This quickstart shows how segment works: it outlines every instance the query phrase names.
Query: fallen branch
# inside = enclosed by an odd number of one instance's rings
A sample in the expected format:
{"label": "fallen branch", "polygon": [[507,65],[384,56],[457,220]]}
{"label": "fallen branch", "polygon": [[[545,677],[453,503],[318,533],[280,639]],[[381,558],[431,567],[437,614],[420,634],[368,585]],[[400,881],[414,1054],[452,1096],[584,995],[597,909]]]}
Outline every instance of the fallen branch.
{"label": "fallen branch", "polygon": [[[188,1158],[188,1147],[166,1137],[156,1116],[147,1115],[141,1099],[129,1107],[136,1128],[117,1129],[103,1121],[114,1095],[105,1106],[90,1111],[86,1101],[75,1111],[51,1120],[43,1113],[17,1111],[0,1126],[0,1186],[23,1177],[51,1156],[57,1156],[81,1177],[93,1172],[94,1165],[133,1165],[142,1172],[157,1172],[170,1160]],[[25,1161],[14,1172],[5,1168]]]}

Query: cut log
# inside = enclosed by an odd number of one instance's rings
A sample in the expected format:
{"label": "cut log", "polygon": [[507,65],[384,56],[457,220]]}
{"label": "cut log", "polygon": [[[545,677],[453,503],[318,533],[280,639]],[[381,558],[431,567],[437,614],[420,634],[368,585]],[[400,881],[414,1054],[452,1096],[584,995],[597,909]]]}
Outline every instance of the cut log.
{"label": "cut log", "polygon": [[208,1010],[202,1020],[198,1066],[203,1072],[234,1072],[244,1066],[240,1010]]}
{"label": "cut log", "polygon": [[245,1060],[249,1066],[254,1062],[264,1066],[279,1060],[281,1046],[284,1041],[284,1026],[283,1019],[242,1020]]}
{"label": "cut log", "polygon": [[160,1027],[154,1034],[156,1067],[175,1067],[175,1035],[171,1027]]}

◇ ◇ ◇ ◇ ◇

Add -117 to every polygon coordinate in the answers, and write out the data from the line containing "Query: cut log" through the end, requests included and unchanged. Give only those lines.

Expected output:
Query: cut log
# inside = enclosed by an odd number of one instance's rings
A sample in the expected format:
{"label": "cut log", "polygon": [[507,65],[384,56],[457,220]]}
{"label": "cut log", "polygon": [[[545,677],[453,503],[318,533],[280,639]],[[381,558],[431,567],[437,614],[420,634],[368,585]],[[400,881],[414,1054],[452,1096],[584,995],[597,909]]]}
Outline every instance of the cut log.
{"label": "cut log", "polygon": [[91,893],[85,903],[81,949],[86,955],[117,955],[127,949],[123,893]]}
{"label": "cut log", "polygon": [[128,943],[132,949],[137,945],[147,949],[162,943],[164,929],[167,924],[167,909],[166,902],[125,903]]}
{"label": "cut log", "polygon": [[43,910],[37,917],[39,950],[58,950],[58,918],[54,910]]}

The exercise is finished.